**TASK DETAILS:** Copy out every one of the rows below word for word, and leave the pictures out of your answer.

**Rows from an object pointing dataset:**
========

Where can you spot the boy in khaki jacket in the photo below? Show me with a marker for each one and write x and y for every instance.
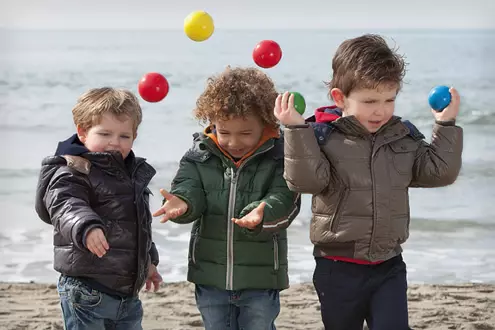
(358, 161)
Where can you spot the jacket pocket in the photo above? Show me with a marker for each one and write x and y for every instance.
(85, 297)
(403, 157)
(192, 249)
(276, 262)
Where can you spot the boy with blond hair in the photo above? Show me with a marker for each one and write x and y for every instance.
(94, 193)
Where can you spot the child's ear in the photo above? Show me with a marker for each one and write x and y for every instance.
(82, 133)
(338, 97)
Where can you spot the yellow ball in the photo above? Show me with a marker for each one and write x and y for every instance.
(198, 25)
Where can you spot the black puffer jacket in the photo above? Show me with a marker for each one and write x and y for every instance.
(79, 190)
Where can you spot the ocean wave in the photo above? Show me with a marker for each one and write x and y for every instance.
(449, 226)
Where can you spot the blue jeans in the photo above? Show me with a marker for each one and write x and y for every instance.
(237, 310)
(84, 308)
(351, 293)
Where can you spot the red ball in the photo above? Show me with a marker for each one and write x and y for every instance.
(153, 87)
(267, 54)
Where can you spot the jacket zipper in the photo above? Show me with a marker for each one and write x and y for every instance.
(229, 276)
(373, 188)
(275, 253)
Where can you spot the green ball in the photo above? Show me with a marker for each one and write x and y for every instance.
(299, 102)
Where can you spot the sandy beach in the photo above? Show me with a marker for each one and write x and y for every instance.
(467, 307)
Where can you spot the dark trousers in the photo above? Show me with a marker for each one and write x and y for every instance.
(350, 293)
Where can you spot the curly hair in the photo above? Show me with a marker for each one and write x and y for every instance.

========

**OUTPUT FOR THIS EXERCISE:**
Where can you spot the boy in khaki jacket in the photo below? Show me with a marker for each one and write x and y for every instance.
(358, 161)
Where can you spot the jacket pocket in the photo above? Show me with a marker for each one and write x and y for every instance.
(85, 297)
(403, 157)
(192, 249)
(276, 262)
Where can you spot the boy with blond hair in the photo above? Show me with a marker for each one and write x and y for every instance.
(94, 193)
Where can you spot the child's ear in the photo above? Show me with a marker for each one and write x and y for every instance.
(82, 133)
(338, 97)
Where can you spot the yellow ball in the photo above? Show me with a marker for each one and write x and y for every instance.
(198, 25)
Where can you spot the black puffer jacket in the photo above? Show me with a marker for each one and write x and y for every instance.
(79, 190)
Where can you spot the ocean wave in the photo above? Show me with a marker for each one and write x and y for every instance.
(449, 226)
Where can you spot the blue jeans in the photo above? Show me with a marker for each one and write x and y for every instance.
(237, 310)
(84, 308)
(351, 293)
Where can you spot the red ball in the photo above? Show me with a marker for each one and write x and y for every instance.
(153, 87)
(267, 54)
Where can you spot the jacket zipper in the photo above? Show me with a marker for each one and write x and y for every instance.
(229, 276)
(373, 188)
(275, 253)
Where can you spot the green ball in the photo above? Show me with a marker for each one and write x and y for every instance.
(299, 102)
Where can you spot the sandy beach in the photo above? Show me with a marker for each one and write x and y for every instance.
(467, 307)
Where can you spot the dark trousers in the photo above? Show me with a marker for each one and write x and y for every instance.
(350, 293)
Where can you spot the curly hair in the photo above? Show me with a marker for each one and write x and y for every instance.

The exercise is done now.